◆ УСЛОВИЕ ЗАДАЧИ A ◆
Изложите суть отрывка о балете «Жизель» в двух предложениях.
◆ УСЛОВИЕ ЗАДАЧИ B ◆
Воспроизведите без изменений ту часть отрывка о балете «Жизель», которая начинается словами «Впрочем, у лучших» и заканчивается словами «и окончательный уход.».

◆ СТРАНИЦА ◆

Но сначала, не забудем, ей нужно из тени снова стать собой. Что происходит не сразу и лишь начинается в момент, когда на кладбище приходит Альберт. Кружа возле него, а потом его защищая, Жизель все больше становится личностью, а не придатком Мирты. И потихоньку обретает силу, отдельную от силы Мирты. Четко обозначен момент, с которого Жизель и Мирта на равных: когда первая, вроде бы кротко умоляя, кладет цветы к ногам второй. Все уже совсем не так, как перед адажио, когда отправить Жизель в могилу Мирта уже не может, но заставить отойти от креста еще способна.

После того, как Мирта отвергает цветы, следует почти что бунт. Взрыв и в музыке, и в хореографии. С этого момента власти над Жизелью у Мирты нет. Правда, и наоборот тоже.

Впрочем, у лучших балерин та точка, когда Жизель окончательно становится собой (конечно, не точно такой, как в первом акте, но словно очищенной от всего земного), приходится на момент рассвета. И вслед за обретением себя следует полный и окончательный уход.

Кстати, куда она уходит? В неграмотно сделанном варианте - типа в могилу обратно. А покамест в лунную ночь Альберт, если ему вдруг приспичит еще разок повидаться, свободен отвлечься от жены, детей и любовниц и прийти на кладбище с белыми лилиями под мышкой. И ходить, пока не надоест.

Что, само собой, полный бред. Ночь эта единственная, Еще Одна Последняя Минута - по-настоящему последняя, и уходит Жизель, конечно, на небо.

Альберту между тем еще жить. И хотя бы поэтому его роль во втором акте должна быть как минимум не менее весомой, чем у Жизели. Впрочем, тут еще хитрая игра контрапунктов, все вроде параллельно, но совсем по-разному. Жизель мертва и останется такой, какой была, ее любимый еще способен, пусть в муках, изменить что-то в себе и своей судьбе. Вот это изменение, поиск пути, разборки со своей душой - его тема, а в мелодии Жизели главное - цельность.

Как-то вот так. Между прочим, о невозможности измениться после смерти: Мирта ведь тоже такая, какой она умерла. Она явно ненавидела, умирая, столь же явно не простила и горит жаждой мести, - такой она на веки вечные и останется.

Получить награду за гробом - возможно. Искупить грехи - нет.

Искупать надо при жизни.

Что и пытается сделать Альберт.


3. Частное.

Все яркие личности в балете проходят в молодости период, когда они играют себя, конечно, с некоторыми вариациями.

У многих, даже талантливых, это вообще не уходит, и так они и играют себя любимого до конца карьеры. Кстати, на этом часто спотыкаются исполнительницы Одетты-Одиллии: не всякая балерина способна наполнить отсебятиной (даже в самом хорошем смысле) две настолько разные роли в рамках одного вечера.

◆ Записи коллекции ◆
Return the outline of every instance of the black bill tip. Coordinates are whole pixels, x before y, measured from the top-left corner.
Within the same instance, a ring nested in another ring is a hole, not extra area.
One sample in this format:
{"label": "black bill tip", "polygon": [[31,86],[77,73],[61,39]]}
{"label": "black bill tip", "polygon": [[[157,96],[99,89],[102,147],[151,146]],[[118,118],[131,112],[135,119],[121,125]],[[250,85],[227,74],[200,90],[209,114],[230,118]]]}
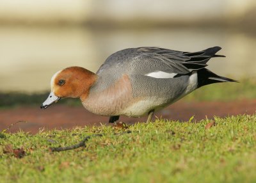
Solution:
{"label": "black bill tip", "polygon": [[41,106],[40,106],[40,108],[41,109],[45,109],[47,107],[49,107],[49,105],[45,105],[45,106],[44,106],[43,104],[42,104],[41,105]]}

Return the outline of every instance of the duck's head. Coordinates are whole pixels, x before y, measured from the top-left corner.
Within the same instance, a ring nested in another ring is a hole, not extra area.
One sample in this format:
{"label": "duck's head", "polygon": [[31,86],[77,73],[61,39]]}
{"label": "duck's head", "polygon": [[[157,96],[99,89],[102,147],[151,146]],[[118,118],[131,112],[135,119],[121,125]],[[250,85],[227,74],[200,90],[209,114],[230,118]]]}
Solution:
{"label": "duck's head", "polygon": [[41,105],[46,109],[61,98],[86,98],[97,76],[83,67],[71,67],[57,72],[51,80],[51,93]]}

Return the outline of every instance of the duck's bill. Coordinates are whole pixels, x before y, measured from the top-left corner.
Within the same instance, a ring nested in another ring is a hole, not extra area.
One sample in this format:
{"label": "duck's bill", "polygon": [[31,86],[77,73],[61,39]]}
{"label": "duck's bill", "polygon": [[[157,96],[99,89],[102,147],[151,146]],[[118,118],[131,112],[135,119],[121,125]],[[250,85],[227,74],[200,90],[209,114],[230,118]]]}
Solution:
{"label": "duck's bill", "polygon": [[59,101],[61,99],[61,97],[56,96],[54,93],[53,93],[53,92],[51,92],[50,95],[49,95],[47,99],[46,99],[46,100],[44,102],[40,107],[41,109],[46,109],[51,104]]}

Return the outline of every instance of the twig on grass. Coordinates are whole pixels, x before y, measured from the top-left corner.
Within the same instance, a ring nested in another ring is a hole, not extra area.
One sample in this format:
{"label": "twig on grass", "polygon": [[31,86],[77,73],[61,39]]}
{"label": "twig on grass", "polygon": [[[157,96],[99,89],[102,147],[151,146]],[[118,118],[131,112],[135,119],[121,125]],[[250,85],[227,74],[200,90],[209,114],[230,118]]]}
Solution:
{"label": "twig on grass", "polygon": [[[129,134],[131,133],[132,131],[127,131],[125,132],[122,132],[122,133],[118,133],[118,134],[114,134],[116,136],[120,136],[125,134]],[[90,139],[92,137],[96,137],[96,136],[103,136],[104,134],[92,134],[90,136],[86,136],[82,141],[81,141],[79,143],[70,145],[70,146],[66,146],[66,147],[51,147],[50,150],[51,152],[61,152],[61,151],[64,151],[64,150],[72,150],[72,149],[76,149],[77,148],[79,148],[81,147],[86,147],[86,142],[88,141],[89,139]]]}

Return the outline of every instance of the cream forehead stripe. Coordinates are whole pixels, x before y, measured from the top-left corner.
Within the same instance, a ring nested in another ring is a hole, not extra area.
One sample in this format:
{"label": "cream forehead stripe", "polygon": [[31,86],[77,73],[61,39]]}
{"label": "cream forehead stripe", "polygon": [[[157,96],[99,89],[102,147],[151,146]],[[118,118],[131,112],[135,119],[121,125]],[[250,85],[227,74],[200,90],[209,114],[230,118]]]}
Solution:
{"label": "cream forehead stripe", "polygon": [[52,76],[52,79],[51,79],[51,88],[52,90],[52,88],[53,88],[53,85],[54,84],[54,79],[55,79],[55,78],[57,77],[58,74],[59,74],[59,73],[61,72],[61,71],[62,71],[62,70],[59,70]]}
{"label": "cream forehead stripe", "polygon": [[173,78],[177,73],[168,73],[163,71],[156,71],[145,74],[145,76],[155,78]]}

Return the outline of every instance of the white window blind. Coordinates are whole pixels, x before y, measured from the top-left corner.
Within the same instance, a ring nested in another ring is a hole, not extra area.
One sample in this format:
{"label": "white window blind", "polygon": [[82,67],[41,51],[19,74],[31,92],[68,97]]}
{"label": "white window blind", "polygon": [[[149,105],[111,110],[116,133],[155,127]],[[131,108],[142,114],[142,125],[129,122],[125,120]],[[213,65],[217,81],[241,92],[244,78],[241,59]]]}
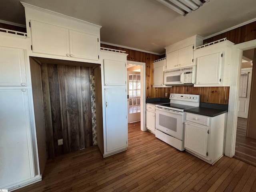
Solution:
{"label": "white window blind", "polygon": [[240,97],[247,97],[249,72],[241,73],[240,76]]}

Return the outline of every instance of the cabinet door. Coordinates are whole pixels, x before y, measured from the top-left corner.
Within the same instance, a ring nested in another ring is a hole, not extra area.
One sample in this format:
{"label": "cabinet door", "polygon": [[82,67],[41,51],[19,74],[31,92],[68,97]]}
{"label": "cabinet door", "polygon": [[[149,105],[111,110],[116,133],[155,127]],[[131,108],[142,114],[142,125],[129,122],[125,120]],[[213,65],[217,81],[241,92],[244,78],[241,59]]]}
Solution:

◆ ПОЛНОЕ РЕШЕНИЕ A ◆
Во втором акте Жизель постепенно перестает быть придатком Мирты, обретает собственную силу и у лучших балерин окончательно становится собой на рассвете, после чего уходит, по убеждению автора, на небо. Жизель и Мирта остаются такими, какими умерли, а Альберт, которому еще жить, способен изменить себя и свою судьбу и пытается искупить грехи при жизни.

◆ ПОЛНОЕ РЕШЕНИЕ B ◆
Впрочем, у лучших балерин та точка, когда Жизель окончательно становится собой (конечно, не точно такой, как в первом акте, но словно очищенной от всего земного), приходится на момент рассвета. И вслед за обретением себя следует полный и окончательный уход.